===== EXERCISE INPUTS

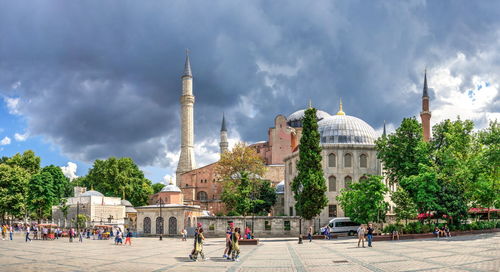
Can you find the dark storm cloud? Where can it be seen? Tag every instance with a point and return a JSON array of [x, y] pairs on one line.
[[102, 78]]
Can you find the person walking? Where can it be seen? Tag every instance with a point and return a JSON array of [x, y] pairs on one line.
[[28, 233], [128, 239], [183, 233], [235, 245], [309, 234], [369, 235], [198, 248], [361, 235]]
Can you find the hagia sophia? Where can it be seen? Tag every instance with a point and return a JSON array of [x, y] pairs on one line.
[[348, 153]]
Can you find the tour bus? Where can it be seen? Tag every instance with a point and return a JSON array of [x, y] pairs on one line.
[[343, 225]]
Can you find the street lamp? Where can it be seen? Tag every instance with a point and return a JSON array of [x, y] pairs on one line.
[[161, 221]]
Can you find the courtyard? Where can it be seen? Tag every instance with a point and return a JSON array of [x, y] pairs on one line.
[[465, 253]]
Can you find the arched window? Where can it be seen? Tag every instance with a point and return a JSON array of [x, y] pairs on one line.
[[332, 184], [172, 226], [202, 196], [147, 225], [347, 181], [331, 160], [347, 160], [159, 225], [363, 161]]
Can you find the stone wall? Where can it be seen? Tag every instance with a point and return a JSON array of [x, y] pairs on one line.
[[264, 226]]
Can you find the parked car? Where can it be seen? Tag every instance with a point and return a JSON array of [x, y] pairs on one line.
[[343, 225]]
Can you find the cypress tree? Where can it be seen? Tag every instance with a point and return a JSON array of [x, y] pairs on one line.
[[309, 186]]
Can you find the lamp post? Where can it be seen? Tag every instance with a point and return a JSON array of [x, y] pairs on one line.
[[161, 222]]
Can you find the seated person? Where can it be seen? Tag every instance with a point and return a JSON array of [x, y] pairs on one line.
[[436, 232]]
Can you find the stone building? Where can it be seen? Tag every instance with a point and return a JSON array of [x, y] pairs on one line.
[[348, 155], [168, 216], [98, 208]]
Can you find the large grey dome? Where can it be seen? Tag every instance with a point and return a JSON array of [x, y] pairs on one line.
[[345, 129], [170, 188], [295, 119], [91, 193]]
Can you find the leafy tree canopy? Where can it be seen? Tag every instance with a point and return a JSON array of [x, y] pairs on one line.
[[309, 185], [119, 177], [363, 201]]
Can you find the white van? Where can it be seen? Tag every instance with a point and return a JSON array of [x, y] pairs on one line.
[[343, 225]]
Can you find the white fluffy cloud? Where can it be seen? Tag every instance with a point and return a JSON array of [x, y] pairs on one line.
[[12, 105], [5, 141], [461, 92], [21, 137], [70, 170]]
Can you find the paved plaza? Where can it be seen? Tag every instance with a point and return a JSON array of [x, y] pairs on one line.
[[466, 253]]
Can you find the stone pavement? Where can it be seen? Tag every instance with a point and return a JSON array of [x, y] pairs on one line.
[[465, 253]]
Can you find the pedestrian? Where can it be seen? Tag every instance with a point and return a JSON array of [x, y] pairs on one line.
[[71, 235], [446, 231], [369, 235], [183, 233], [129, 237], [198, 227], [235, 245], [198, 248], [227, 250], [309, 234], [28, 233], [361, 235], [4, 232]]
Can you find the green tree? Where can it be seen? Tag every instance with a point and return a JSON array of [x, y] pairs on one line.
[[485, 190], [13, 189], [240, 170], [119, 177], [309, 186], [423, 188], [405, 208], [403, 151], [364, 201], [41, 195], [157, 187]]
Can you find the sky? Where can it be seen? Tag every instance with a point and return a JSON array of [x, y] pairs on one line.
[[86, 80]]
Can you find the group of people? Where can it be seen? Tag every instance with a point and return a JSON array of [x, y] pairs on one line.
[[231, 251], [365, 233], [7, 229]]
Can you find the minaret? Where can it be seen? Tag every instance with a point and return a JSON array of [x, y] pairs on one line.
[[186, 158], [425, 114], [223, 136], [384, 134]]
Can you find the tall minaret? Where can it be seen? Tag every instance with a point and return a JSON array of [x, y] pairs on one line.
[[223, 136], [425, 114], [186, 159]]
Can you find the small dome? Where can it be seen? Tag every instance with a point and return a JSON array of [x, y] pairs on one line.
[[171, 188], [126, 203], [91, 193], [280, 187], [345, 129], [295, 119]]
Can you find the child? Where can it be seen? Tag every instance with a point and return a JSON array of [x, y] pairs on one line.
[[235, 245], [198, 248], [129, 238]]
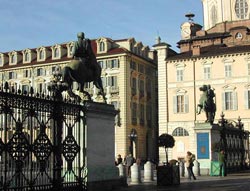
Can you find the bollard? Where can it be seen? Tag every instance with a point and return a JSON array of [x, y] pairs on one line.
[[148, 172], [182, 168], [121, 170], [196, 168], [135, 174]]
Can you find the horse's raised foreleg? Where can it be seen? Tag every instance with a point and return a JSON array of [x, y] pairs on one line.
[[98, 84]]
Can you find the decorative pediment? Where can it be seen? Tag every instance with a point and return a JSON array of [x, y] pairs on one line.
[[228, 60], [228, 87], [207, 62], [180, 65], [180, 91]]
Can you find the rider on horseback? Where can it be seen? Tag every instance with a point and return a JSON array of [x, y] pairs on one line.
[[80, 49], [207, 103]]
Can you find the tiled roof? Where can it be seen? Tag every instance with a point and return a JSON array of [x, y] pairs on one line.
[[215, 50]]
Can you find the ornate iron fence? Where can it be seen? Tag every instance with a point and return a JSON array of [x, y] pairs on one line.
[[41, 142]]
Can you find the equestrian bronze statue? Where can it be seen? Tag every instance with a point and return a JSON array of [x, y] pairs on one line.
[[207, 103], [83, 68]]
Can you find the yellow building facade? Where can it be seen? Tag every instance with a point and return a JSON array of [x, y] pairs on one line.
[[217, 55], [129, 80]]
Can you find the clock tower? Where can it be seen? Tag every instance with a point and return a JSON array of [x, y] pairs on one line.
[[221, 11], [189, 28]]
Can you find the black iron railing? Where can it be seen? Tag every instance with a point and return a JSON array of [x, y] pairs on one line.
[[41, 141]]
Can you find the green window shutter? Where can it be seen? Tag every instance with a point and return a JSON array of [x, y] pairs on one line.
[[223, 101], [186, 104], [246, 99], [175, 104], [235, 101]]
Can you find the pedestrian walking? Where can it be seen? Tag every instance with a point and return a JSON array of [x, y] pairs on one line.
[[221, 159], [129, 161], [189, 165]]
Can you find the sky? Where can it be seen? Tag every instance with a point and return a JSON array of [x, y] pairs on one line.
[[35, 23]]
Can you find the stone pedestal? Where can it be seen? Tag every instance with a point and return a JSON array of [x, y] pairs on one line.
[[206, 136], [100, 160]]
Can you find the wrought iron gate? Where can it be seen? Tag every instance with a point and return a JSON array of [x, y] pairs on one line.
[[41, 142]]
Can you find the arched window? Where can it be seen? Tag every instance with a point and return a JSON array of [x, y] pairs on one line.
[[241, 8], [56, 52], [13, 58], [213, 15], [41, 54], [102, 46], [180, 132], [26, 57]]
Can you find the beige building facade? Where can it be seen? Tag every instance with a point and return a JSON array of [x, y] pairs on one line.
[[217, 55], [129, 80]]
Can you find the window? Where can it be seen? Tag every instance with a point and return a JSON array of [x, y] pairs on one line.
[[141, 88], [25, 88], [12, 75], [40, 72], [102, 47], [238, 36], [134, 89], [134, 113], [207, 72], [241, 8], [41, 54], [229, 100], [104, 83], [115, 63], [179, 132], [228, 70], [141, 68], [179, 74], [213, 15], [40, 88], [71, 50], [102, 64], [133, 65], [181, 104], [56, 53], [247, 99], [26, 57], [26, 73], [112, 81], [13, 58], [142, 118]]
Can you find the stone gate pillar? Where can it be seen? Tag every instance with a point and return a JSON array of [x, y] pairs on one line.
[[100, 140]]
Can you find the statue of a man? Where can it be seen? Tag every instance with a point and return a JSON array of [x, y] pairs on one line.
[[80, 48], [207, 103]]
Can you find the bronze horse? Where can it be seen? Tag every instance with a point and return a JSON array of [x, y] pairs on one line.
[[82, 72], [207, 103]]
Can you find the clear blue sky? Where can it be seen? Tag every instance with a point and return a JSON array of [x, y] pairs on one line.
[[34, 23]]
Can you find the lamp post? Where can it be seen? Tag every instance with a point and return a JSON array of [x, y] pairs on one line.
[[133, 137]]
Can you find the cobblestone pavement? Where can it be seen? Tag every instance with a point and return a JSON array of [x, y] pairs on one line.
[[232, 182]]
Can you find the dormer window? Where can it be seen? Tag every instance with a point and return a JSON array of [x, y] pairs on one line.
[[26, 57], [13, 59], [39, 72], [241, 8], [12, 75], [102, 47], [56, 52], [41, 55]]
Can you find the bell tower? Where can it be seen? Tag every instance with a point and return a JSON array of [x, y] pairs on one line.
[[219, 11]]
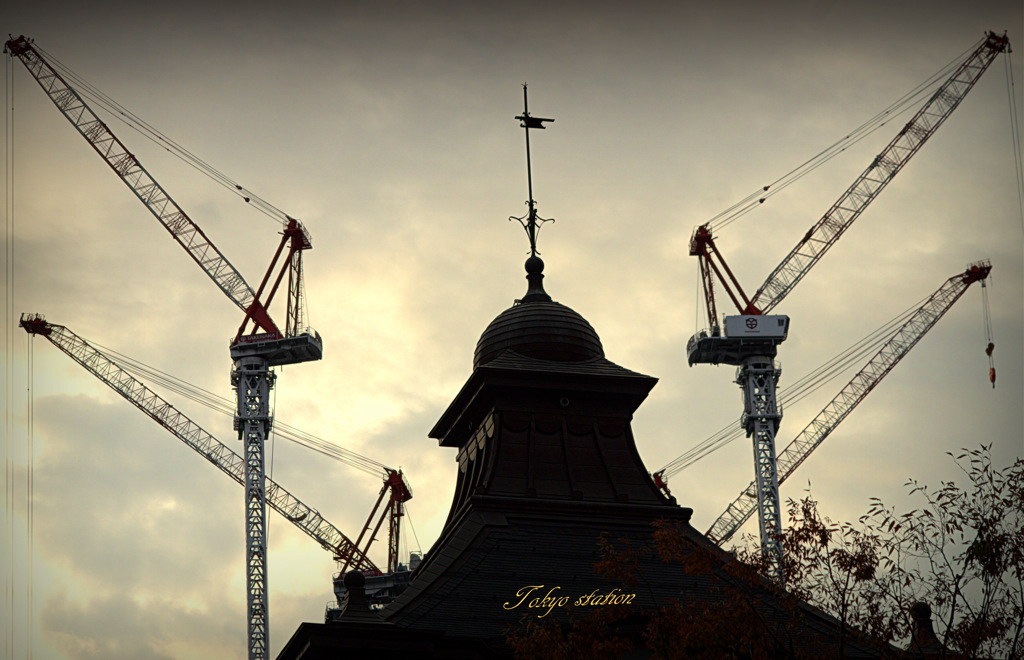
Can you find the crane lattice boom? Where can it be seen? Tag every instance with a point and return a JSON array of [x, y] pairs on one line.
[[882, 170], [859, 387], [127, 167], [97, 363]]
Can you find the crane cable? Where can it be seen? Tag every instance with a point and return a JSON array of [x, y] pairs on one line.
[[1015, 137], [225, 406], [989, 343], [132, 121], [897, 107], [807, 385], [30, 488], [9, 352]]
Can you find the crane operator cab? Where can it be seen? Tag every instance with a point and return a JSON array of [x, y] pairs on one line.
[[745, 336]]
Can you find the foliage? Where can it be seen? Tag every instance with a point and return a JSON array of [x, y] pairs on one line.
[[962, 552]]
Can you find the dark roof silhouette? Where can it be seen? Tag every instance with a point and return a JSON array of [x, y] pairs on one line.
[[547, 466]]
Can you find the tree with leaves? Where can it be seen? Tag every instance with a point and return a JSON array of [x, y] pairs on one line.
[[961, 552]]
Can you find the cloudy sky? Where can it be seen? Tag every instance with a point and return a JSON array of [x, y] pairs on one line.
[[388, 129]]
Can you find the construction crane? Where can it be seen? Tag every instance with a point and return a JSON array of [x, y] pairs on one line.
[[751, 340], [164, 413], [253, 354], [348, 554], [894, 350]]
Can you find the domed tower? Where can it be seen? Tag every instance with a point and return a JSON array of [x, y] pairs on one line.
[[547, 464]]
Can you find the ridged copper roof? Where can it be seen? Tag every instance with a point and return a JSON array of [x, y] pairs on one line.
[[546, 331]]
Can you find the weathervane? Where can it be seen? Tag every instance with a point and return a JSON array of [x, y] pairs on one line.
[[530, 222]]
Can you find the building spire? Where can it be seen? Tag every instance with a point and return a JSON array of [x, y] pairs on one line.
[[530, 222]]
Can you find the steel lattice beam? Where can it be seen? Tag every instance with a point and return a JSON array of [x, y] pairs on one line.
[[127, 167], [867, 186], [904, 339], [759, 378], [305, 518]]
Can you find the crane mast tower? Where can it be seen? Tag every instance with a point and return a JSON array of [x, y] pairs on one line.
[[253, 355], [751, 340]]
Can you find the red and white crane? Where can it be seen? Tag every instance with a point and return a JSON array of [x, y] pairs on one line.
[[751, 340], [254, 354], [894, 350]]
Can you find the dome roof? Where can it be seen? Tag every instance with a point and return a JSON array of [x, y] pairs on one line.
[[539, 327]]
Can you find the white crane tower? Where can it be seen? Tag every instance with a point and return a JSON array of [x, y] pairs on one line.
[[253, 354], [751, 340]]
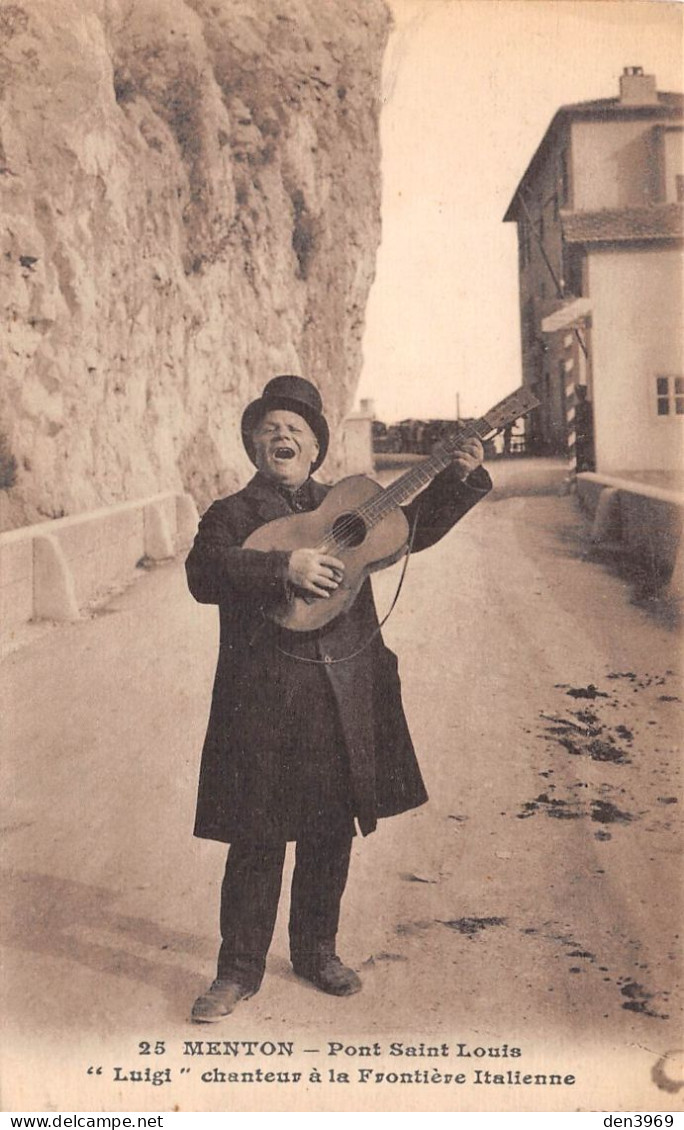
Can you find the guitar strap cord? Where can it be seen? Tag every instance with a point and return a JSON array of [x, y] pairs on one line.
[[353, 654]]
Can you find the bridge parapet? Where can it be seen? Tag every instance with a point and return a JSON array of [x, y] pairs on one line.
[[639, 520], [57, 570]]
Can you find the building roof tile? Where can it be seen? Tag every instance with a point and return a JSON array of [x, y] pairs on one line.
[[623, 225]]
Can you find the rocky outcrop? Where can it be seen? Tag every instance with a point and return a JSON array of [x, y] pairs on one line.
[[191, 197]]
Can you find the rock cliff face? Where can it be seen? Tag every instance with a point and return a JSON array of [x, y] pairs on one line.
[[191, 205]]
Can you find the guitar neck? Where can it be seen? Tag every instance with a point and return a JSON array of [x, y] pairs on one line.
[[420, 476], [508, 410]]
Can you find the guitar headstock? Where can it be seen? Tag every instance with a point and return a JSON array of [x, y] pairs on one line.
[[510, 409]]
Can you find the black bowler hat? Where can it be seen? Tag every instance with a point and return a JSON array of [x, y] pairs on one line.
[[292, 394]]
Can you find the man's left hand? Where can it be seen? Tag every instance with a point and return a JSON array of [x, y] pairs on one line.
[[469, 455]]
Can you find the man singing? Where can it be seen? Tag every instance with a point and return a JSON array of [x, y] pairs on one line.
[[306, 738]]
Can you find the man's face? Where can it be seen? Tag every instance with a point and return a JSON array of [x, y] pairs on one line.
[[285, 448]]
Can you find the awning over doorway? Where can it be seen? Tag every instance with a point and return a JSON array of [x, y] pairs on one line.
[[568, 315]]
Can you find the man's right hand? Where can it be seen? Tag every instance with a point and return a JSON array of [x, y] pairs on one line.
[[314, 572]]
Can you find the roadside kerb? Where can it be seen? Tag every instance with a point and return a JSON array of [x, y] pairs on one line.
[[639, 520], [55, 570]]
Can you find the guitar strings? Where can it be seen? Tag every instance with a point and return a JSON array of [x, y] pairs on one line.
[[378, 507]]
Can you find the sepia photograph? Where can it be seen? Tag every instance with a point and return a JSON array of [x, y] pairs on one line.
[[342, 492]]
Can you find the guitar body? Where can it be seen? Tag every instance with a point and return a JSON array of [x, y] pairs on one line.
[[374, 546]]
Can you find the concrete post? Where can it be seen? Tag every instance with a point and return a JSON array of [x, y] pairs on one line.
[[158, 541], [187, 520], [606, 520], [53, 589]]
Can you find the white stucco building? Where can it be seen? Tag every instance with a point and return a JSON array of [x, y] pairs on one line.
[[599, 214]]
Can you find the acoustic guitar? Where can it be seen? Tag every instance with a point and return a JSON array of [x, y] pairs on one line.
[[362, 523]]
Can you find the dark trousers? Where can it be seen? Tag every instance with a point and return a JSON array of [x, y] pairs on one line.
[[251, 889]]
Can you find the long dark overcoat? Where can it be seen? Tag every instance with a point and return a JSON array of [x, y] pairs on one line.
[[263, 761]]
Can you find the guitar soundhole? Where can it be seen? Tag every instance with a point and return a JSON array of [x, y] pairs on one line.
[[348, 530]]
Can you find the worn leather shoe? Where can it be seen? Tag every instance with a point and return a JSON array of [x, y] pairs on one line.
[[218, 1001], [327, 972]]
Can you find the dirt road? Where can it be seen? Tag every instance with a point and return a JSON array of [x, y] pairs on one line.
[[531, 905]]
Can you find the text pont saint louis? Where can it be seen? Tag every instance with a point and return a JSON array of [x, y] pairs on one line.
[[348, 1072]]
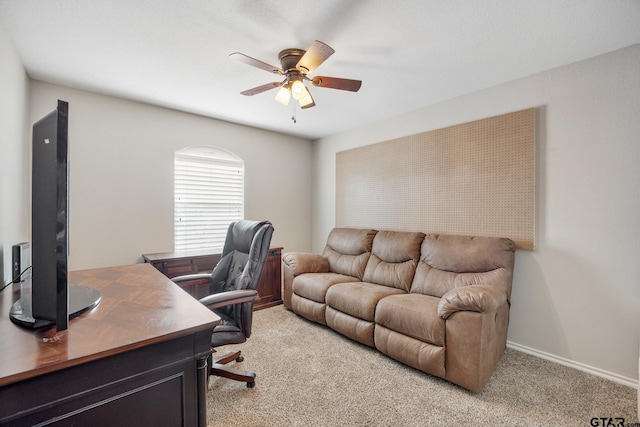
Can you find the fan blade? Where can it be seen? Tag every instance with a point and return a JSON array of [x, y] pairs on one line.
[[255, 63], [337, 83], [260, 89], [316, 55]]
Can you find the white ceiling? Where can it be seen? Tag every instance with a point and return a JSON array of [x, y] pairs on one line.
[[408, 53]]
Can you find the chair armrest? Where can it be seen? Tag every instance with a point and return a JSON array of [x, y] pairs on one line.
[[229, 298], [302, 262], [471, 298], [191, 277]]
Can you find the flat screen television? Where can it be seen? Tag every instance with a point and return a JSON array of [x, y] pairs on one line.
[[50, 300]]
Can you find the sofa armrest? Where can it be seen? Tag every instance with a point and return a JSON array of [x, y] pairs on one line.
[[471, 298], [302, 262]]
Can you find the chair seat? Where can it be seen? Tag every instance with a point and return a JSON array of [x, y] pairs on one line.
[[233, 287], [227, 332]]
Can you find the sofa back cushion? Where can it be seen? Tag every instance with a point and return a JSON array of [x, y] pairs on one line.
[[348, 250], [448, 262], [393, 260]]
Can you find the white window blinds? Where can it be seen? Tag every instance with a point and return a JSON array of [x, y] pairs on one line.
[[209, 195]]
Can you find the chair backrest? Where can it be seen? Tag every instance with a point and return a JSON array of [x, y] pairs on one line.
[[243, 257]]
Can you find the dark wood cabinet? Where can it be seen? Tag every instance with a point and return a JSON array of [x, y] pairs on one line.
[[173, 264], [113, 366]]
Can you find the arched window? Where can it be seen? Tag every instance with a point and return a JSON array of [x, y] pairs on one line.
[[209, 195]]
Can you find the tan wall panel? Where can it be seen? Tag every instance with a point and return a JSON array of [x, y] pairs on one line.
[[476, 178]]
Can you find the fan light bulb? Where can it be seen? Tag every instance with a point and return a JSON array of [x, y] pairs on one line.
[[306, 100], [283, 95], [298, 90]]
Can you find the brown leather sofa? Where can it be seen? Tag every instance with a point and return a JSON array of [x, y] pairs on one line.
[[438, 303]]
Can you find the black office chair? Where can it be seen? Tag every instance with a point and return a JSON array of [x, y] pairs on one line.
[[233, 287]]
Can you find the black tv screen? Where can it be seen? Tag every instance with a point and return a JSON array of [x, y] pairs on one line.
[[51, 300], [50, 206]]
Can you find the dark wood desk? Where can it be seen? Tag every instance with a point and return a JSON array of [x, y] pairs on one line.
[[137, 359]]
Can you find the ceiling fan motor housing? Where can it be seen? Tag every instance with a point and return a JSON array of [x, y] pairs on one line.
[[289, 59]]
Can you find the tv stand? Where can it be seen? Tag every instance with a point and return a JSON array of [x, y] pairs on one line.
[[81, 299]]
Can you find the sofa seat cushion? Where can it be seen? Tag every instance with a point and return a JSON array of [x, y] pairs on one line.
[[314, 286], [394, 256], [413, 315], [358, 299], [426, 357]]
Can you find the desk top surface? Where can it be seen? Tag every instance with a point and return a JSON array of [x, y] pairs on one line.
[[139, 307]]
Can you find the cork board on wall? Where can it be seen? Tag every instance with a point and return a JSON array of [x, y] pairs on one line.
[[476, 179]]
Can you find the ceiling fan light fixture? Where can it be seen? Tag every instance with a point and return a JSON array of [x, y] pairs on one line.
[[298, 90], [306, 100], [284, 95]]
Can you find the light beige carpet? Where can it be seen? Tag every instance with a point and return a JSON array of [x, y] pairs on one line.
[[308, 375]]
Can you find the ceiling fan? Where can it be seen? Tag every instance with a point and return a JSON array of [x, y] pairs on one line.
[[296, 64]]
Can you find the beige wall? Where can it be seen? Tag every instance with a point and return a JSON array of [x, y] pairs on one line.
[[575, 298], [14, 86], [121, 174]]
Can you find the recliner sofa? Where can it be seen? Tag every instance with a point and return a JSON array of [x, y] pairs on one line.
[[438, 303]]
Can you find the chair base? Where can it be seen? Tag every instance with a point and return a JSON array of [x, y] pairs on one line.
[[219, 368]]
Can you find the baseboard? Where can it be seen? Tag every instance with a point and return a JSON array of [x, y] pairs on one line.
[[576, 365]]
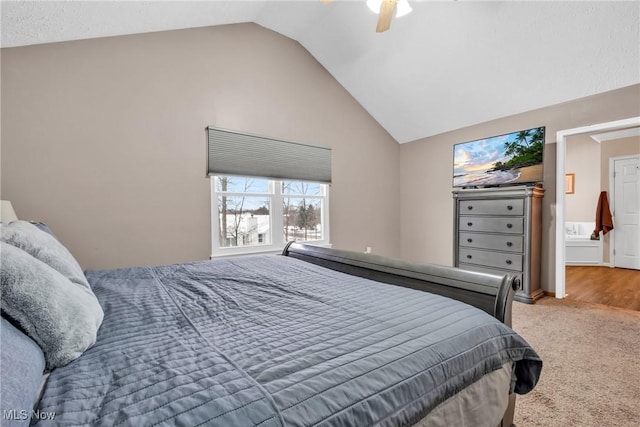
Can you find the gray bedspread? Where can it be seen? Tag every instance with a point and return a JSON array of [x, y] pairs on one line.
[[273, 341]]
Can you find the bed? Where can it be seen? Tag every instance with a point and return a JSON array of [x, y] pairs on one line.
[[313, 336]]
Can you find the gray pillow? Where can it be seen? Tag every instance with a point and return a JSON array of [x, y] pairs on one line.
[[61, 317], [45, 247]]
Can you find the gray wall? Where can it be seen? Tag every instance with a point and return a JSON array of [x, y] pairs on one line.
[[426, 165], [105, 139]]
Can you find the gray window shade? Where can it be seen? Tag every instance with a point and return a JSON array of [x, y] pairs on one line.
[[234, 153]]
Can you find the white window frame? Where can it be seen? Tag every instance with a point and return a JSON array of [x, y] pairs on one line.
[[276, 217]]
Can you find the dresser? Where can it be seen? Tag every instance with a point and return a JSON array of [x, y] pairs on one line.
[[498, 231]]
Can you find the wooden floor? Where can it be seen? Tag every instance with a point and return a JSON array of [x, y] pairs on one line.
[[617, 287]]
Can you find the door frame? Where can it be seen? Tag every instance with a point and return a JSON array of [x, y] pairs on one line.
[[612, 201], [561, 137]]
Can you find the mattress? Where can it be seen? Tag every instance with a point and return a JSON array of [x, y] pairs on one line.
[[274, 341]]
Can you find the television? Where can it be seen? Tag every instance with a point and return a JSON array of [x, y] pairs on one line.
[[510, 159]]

==========

WRITTEN INSTRUCTION — Copy the lines of the entries above verbatim, from the line with "Can you find the pedestrian?" through the line with "195], [157, 187]]", including both of those lines.

WRITTEN RESPONSE —
Can you find the pedestrian? Where can it be seen? Tag every instance with a point and return a JSON array of [x, y] pairs on one line.
[[71, 235], [446, 231], [369, 235], [183, 233], [129, 237], [198, 227], [235, 245], [198, 248], [227, 250], [309, 234], [28, 233], [361, 235], [4, 232]]
Can you find the green tree? Where can it be seen? Tag every instance with a point and return a JSON array of [x, y] pairs on one line.
[[485, 190], [13, 189], [240, 170], [119, 177], [309, 186], [423, 188], [405, 208], [403, 151], [364, 201], [41, 195], [157, 187]]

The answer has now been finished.